##### Extracted entries #####
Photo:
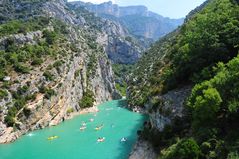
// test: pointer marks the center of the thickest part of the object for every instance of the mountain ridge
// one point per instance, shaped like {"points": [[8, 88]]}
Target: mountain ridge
{"points": [[154, 26]]}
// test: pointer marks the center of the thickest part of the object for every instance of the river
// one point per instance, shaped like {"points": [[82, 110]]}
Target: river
{"points": [[73, 143]]}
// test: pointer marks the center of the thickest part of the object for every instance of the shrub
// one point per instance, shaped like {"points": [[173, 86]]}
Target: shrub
{"points": [[37, 61], [87, 100], [184, 149], [21, 69], [50, 36], [49, 93], [70, 110], [3, 93], [48, 76]]}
#####
#### Exercise aim
Can you write out the records above again with "thickest part" switched to "widest part" and everything else left unchanged, omitting the pictures?

#### Complete response
Photo:
// test: pointer marks the center of the widest part of the object for every instance of the mountain ridge
// one point per instance, shaped like {"points": [[8, 88]]}
Target: mountain ridge
{"points": [[154, 26]]}
// test: pointer marks the center of the widest part of the object for every instance of the river
// one point per instance, shaped like {"points": [[82, 110]]}
Target: river
{"points": [[73, 143]]}
// test: pointer marks the center of the widest part of the object for every instance of the shrub
// one point per instance, shaped like {"points": [[173, 86]]}
Target: shrub
{"points": [[37, 61], [87, 100], [184, 149], [21, 69], [50, 36], [49, 93], [70, 110], [3, 93], [48, 76]]}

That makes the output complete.